Assignment ->
Leave out every picture and set down, exactly, the lines below from the one holding "Target: bare arm" up to and including the one holding "Target: white house".

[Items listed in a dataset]
----

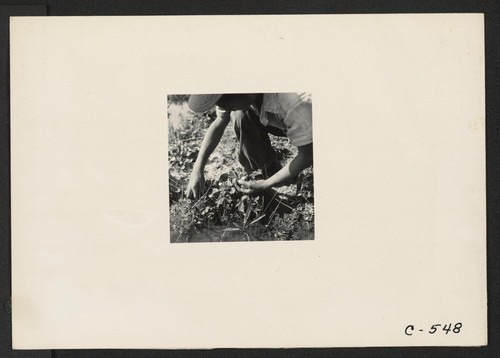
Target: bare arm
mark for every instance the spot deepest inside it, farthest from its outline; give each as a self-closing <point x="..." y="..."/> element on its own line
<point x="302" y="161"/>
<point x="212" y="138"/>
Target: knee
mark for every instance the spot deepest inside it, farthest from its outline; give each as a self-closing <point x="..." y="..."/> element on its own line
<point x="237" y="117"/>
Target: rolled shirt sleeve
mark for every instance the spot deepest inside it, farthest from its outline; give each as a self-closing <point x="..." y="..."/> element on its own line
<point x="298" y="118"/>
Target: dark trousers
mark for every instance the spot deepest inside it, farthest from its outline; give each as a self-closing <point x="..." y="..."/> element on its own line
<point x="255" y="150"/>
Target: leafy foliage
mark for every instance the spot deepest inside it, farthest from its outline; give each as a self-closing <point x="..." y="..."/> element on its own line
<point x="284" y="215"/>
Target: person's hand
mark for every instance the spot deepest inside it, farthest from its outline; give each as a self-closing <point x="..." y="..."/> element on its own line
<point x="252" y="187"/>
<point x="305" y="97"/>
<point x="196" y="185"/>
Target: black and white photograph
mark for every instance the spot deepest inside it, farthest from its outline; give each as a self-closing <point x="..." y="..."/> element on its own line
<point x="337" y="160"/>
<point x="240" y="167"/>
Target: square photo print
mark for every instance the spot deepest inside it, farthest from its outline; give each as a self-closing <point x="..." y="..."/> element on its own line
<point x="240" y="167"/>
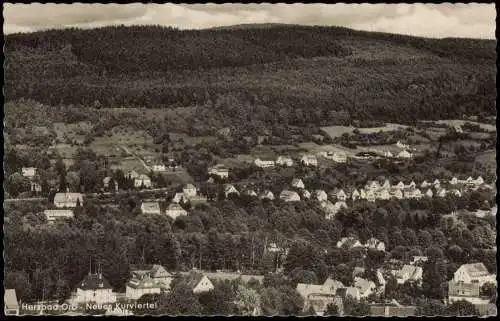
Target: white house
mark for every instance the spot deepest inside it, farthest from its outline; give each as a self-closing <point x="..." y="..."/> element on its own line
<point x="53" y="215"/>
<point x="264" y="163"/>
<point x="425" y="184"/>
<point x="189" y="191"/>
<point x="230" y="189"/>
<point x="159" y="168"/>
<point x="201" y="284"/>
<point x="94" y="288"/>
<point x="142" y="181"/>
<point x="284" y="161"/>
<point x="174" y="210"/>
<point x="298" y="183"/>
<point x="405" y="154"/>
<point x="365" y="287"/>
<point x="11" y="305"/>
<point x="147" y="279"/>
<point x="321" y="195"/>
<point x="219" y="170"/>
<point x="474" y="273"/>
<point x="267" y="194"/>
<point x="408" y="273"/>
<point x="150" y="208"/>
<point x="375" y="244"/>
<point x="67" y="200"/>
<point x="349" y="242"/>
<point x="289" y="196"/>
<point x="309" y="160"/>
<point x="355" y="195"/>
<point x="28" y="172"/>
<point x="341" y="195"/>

----

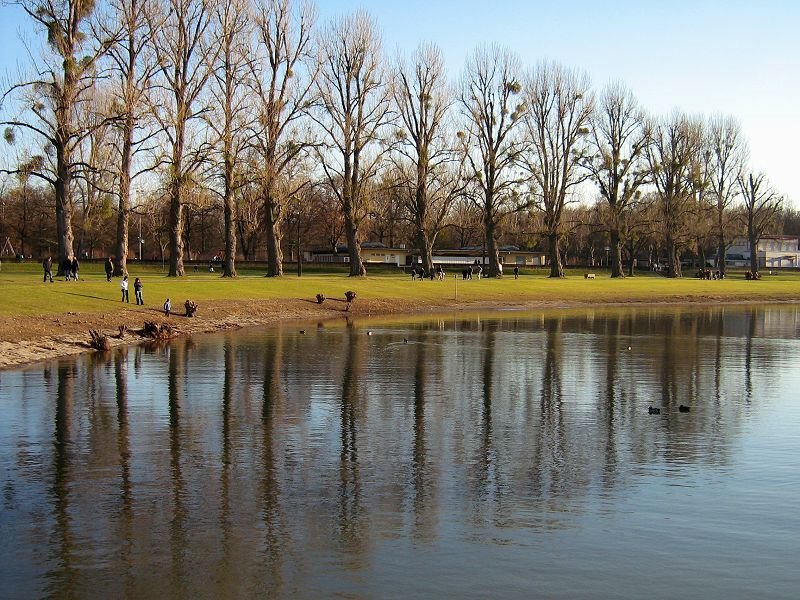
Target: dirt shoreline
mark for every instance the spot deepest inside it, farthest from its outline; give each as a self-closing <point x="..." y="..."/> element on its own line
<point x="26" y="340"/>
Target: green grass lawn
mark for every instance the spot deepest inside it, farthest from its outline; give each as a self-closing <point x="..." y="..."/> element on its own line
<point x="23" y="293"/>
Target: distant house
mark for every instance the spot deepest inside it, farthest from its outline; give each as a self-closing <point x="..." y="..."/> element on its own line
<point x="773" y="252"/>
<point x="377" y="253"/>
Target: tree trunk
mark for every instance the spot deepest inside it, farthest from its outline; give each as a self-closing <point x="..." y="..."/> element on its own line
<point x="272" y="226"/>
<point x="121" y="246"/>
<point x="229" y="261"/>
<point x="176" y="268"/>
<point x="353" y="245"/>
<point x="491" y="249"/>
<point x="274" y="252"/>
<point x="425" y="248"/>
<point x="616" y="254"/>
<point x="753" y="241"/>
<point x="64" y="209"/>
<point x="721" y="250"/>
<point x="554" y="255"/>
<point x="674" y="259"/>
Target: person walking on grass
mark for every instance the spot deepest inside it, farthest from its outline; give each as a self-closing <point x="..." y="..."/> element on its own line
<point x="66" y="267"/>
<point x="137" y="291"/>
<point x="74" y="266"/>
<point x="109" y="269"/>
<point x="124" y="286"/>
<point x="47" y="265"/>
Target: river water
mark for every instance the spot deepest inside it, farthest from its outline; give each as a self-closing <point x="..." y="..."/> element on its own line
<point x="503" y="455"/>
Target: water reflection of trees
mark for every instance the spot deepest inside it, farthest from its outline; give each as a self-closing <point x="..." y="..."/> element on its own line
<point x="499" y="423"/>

----

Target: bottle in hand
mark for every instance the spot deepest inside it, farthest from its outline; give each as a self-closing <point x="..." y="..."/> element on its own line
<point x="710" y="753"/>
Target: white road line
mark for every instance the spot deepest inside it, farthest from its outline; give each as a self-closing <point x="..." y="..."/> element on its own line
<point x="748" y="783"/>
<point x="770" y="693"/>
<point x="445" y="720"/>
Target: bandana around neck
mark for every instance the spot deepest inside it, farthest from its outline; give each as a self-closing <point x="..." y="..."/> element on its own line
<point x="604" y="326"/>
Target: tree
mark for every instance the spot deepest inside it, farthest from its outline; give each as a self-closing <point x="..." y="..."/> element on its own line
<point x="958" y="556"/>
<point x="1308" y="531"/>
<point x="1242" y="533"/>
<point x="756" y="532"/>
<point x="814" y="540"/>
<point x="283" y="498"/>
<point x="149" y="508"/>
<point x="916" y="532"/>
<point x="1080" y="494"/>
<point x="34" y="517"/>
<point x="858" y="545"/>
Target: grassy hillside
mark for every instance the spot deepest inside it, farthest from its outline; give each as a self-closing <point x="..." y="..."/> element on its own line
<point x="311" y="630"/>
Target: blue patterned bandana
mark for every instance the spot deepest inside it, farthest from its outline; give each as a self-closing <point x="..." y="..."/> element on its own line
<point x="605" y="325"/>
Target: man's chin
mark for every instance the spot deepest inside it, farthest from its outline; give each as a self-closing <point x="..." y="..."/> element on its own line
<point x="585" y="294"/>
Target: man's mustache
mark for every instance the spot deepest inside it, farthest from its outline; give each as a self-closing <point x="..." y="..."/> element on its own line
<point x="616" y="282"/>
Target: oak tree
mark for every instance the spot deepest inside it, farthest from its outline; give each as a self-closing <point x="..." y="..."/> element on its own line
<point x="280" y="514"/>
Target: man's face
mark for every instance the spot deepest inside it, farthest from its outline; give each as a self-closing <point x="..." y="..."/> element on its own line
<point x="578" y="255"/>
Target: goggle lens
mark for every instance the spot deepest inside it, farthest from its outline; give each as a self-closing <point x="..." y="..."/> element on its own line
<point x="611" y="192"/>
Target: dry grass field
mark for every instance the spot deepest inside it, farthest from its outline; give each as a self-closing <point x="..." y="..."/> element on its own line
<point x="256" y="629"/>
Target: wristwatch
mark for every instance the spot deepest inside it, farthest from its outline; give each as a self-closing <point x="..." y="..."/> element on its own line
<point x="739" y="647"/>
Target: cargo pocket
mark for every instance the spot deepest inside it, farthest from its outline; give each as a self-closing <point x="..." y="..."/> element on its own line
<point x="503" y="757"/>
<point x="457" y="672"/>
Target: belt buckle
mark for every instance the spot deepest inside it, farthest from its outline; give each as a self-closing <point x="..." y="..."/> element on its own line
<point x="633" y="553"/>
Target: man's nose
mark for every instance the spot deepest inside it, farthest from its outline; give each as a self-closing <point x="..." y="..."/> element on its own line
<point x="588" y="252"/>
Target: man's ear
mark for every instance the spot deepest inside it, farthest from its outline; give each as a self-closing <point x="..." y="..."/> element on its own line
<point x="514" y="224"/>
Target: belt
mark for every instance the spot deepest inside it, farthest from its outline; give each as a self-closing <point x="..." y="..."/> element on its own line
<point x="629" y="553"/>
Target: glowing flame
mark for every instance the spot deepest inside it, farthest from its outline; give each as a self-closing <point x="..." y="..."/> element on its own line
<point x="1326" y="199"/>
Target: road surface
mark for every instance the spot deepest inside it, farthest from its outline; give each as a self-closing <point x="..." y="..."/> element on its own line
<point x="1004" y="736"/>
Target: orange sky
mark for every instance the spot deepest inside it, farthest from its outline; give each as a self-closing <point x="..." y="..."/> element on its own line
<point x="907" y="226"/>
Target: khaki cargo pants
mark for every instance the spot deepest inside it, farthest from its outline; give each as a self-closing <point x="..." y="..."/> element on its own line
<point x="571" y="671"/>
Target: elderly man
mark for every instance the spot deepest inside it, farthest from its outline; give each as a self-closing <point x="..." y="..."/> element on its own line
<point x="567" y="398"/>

----

Solved problem ->
Target: bare arm
mark for every instance the spot deepest inside it, farthest from its outline; give each as a self-closing <point x="..." y="..."/> element on its own line
<point x="302" y="161"/>
<point x="212" y="138"/>
Target: knee
mark for every instance the spot deepest inside it, farthest from its outline; give each as a self-closing <point x="..." y="..."/> element on its own line
<point x="237" y="117"/>
Target: rolled shirt sleeve
mark for every instance the spot deepest inside it, farthest from its outline; give each as a self-closing <point x="..." y="..."/> element on its own line
<point x="298" y="118"/>
Target: dark trousers
mark for every instance the spot deepest inside it, farthest from its outline; give each as a self-closing <point x="..." y="..."/> element on its own line
<point x="255" y="150"/>
Target: leafy foliage
mark for every instance the spot deepest inside it, farthest from its outline; give each as a self-closing <point x="..." y="..."/> element on its own line
<point x="284" y="215"/>
Target: person's hand
mark for every instance the spot deepest inside it, farthest from its outline; give each as a self-closing <point x="..." y="..."/> element on its own line
<point x="252" y="187"/>
<point x="305" y="97"/>
<point x="196" y="185"/>
Target: black and white photograph
mark for every instance the spot deepest inside it, farthest from its outline; give each as a self-closing <point x="..." y="..."/> element on its own line
<point x="337" y="160"/>
<point x="240" y="167"/>
Target: square photo print
mark for every instance the spot deepest inside it, farthest from its outline; give each as a self-closing <point x="..." y="..."/> element on its own line
<point x="240" y="167"/>
Target: white house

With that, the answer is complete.